_GIVEN DATA_
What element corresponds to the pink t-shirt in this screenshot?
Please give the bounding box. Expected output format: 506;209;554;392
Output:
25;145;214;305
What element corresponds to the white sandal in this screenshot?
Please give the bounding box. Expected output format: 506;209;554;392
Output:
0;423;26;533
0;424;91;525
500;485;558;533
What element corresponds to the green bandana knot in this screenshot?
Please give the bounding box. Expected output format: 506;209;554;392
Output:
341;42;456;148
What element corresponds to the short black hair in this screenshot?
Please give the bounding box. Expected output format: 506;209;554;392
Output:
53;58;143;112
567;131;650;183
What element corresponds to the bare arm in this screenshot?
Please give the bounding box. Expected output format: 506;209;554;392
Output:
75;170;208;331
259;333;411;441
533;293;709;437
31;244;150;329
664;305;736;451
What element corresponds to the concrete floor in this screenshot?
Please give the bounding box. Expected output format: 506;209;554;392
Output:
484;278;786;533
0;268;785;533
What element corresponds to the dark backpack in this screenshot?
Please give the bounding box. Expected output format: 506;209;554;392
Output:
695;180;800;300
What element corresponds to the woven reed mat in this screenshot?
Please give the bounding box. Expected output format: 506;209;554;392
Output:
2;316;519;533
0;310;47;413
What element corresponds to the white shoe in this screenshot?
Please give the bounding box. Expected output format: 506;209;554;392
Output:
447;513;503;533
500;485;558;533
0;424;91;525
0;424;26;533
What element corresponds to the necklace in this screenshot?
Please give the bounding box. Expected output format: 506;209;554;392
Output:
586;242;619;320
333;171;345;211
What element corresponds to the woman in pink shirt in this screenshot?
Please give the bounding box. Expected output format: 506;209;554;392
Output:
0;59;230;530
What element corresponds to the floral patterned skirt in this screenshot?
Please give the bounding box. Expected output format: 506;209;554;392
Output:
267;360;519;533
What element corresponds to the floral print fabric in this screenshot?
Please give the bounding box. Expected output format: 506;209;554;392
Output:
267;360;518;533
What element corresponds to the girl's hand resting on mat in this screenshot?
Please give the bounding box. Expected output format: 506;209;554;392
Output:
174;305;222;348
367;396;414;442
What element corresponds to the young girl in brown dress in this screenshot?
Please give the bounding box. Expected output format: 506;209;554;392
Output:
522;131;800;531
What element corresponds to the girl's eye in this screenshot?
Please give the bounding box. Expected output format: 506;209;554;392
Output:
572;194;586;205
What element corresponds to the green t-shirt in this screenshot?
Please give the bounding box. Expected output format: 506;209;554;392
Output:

_PROBLEM DESCRIPTION_
Render every row above as a Markdown table with two columns, Number and Text, where Number gives the row's position and Text gives the row itself. Leave out any blank lines.

_EXERCISE RESULT_
| Number | Text |
|---|---|
| 1 | What element corresponds to the pink t-shirt in this screenshot? |
| 2 | Please give the bounding box. Expected output format: 506;209;554;392 |
| 3 | Output: |
| 4 | 25;145;214;305 |
| 5 | What element corresponds to the white sandal in this screenshot? |
| 6 | Please give the bounding box. Expected output format: 506;209;554;392 |
| 7 | Output: |
| 8 | 0;423;26;533 |
| 9 | 0;424;91;525 |
| 10 | 500;485;558;533 |
| 11 | What element corresponds to the green bandana knot in this screenshot? |
| 12 | Please give the bounding box. Expected output format: 506;209;554;392 |
| 13 | Output: |
| 14 | 341;42;456;148 |
| 15 | What element corresponds to the short black hair in this screenshot? |
| 16 | Please give the bounding box. Expected output format: 506;209;554;392 |
| 17 | Output: |
| 18 | 53;58;143;112 |
| 19 | 567;131;650;183 |
| 20 | What element corresponds to the bare arm in this screenshot? |
| 21 | Please give the bounding box. Expected output format: 506;209;554;392 |
| 22 | Output: |
| 23 | 75;170;208;331 |
| 24 | 259;333;411;441 |
| 25 | 533;293;709;437 |
| 26 | 31;244;150;329 |
| 27 | 664;305;736;451 |
| 28 | What element corresponds to the concrete floor in this screenshot? |
| 29 | Please give the bounding box. Expected output format: 506;209;554;392 |
| 30 | Output: |
| 31 | 484;278;786;533 |
| 32 | 0;268;785;533 |
| 33 | What element corresponds to the dark backpack in this screenshot? |
| 34 | Please give the bounding box. Expected output format: 506;209;554;392 |
| 35 | Output: |
| 36 | 695;180;800;300 |
| 37 | What element corresponds to the woven reed mat in this screenshot? |
| 38 | Please give the bounding box. Expected output format: 506;209;554;392 |
| 39 | Output: |
| 40 | 2;316;519;533 |
| 41 | 0;310;47;413 |
| 42 | What element corresponds to the white shoe in this screenshot? |
| 43 | Please give the bounding box. Expected output format: 506;209;554;392 |
| 44 | Output: |
| 45 | 447;513;503;533 |
| 46 | 500;485;558;533 |
| 47 | 0;424;91;525 |
| 48 | 0;424;26;533 |
| 49 | What element corresponds to the necklace in this screenshot? |
| 50 | Please give the bounding box. Expected output format: 506;209;554;392 |
| 51 | Output: |
| 52 | 586;242;619;320 |
| 53 | 333;171;345;211 |
| 54 | What element corresponds to the woman in pink shirt in this screenshot? |
| 55 | Please give the bounding box. Expected output format: 506;209;554;392 |
| 56 | Output: |
| 57 | 0;59;230;530 |
| 58 | What element corresponds to the floral patterned skirt in this screenshot? |
| 59 | Please give the bounding box. Expected output format: 506;209;554;392 |
| 60 | Output: |
| 61 | 267;360;519;533 |
| 62 | What element corresponds to the floral print fabric in this screenshot? |
| 63 | Please give the bounding box. Expected output format: 506;209;554;392 |
| 64 | Output: |
| 65 | 267;360;518;533 |
| 66 | What element corresponds to the girl's hand resting on mat in this screenshot? |
| 67 | Please give the bounding box. Expected output format: 506;209;554;392 |
| 68 | Output: |
| 69 | 174;305;222;348 |
| 70 | 367;396;414;442 |
| 71 | What element corresponds to the young girl in brown dress in this screenshot? |
| 72 | Please give the bounding box. Expected output format: 506;209;554;392 |
| 73 | Output: |
| 74 | 522;131;800;531 |
| 75 | What element corresponds to the girl's eye in this screenshot? |
| 76 | Please give the bounding box. Expected output format: 506;209;554;392 |
| 77 | Output: |
| 78 | 572;194;586;205 |
| 79 | What element corresponds to the green t-shirt in this screenshot? |
| 80 | Please give the bounding box. Expected output format: 506;209;554;392 |
| 81 | Output: |